↓↓↓

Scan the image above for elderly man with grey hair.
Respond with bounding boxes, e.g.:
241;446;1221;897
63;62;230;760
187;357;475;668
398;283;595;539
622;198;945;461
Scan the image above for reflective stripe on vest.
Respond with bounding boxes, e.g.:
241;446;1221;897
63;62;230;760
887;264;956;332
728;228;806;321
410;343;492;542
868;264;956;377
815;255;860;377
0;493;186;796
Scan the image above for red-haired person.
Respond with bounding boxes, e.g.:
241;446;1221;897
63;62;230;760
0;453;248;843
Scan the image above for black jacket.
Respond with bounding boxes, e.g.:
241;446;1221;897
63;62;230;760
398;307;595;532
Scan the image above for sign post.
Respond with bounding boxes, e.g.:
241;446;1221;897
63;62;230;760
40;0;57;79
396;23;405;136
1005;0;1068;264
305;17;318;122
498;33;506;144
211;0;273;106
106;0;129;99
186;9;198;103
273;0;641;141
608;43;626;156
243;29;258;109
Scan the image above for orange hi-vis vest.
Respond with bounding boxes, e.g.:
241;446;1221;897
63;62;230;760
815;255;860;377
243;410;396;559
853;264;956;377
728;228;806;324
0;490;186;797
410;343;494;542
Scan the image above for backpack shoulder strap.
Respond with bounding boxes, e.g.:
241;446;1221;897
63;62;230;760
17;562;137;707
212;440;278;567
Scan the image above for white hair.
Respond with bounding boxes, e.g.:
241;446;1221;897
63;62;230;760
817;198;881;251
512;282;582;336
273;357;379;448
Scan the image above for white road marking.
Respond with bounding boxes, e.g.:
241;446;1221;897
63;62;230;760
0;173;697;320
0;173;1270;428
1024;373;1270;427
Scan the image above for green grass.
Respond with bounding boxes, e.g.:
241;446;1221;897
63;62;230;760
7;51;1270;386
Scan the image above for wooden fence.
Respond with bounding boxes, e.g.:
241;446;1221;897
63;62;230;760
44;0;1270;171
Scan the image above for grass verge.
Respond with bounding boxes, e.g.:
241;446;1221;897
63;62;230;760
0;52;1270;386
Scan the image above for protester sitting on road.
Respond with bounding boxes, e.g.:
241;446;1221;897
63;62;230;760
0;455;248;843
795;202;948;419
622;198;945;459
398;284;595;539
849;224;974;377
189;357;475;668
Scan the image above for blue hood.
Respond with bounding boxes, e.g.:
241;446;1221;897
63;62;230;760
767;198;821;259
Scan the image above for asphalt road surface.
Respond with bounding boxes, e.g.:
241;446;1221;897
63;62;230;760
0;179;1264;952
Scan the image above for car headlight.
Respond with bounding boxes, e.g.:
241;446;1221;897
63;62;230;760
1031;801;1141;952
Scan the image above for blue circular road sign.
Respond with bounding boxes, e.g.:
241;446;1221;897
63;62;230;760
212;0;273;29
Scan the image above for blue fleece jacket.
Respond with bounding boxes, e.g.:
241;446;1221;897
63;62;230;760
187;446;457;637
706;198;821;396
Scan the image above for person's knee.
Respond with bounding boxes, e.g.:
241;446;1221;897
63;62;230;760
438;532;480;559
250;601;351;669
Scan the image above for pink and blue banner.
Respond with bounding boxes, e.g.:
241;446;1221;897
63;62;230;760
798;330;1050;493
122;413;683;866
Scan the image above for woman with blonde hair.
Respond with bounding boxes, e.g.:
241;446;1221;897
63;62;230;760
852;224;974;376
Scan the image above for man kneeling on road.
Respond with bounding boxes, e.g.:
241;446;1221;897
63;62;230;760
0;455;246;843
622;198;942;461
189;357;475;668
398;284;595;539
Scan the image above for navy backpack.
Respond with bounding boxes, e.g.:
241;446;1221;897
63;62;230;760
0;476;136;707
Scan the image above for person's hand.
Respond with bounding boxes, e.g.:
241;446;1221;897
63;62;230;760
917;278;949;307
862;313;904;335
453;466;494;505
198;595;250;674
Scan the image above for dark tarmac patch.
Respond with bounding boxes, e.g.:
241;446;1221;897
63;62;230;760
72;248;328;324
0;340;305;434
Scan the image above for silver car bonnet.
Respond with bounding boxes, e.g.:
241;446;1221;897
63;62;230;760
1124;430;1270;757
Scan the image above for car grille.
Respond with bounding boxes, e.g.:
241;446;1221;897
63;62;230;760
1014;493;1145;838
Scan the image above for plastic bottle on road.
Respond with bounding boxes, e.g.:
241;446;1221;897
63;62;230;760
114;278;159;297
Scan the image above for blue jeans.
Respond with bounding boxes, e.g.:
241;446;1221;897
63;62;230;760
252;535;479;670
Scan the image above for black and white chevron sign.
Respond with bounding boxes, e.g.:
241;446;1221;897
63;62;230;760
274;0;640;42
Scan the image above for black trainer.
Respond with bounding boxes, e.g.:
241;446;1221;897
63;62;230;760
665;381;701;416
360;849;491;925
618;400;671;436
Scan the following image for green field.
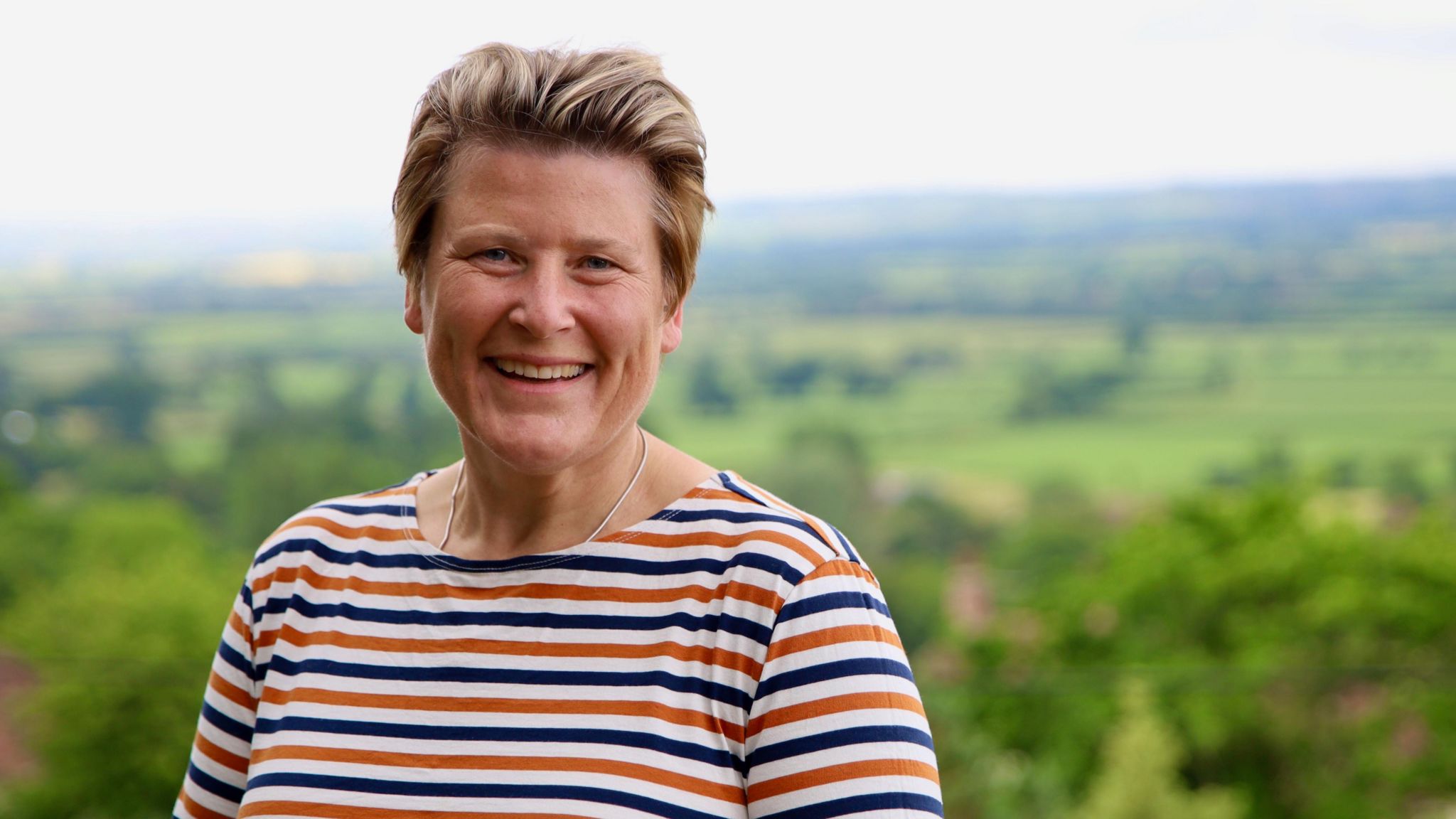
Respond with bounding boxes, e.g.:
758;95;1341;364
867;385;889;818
4;304;1456;494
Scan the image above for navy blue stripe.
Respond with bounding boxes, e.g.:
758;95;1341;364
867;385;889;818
255;536;803;579
779;592;889;622
268;654;753;711
265;594;773;646
313;497;415;518
247;774;734;819
217;640;259;682
825;523;863;564
253;717;744;783
660;508;831;547
203;701;253;742
747;726;935;769
718;472;769;505
186;762;243;803
203;701;253;742
763;791;945;819
754;657;914;700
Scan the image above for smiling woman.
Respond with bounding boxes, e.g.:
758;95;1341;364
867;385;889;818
175;46;941;819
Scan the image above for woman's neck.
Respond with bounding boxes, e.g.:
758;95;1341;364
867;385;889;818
415;426;717;560
441;426;651;560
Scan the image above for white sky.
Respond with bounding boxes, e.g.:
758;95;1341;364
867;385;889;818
0;0;1456;222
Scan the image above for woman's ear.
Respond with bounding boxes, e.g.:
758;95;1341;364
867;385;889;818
405;282;425;335
663;301;683;355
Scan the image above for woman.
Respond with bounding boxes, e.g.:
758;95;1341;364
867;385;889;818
175;43;941;819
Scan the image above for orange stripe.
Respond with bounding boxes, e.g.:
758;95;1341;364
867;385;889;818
687;490;753;503
193;732;247;776
257;565;782;609
237;800;591;819
207;670;257;711
274;515;409;540
746;691;924;737
179;786;232;819
763;622;904;665
749;759;941;801
264;688;742;744
253;744;744;805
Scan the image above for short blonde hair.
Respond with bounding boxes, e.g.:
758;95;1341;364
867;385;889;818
395;42;714;312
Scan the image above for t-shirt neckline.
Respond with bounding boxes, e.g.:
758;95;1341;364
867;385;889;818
399;469;731;573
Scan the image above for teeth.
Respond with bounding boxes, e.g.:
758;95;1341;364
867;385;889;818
495;358;587;380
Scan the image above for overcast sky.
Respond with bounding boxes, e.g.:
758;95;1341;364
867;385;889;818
0;0;1456;222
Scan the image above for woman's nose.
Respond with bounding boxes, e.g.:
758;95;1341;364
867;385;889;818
510;265;577;338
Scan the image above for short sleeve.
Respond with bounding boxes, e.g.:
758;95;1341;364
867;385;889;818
172;583;257;819
744;558;943;819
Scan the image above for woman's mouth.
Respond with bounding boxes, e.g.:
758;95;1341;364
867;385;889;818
489;358;591;383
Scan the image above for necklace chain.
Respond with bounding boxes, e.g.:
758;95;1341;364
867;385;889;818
439;427;646;551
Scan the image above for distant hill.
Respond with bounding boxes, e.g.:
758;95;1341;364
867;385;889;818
700;178;1456;321
0;176;1456;321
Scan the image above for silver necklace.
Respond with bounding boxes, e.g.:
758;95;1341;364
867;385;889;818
439;427;646;551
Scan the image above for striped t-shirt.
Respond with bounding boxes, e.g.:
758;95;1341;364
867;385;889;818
173;472;942;819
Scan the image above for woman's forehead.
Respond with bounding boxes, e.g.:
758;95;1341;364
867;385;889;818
438;147;655;245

↑↑↑

**To do:** Return the lines between the one containing "Scan the image above for silver necklace." and the one containing "173;472;942;819", inclusive, reproduced exactly from the records.

**Response to the exercise:**
Scan the image above for silver necklace.
Respond with bounding boxes, e.g.:
758;95;1341;364
867;385;889;818
439;427;646;551
Scan the image above for striped t-shirt.
Respond with bounding boxes, e.g.:
758;95;1341;364
867;385;889;818
173;472;942;819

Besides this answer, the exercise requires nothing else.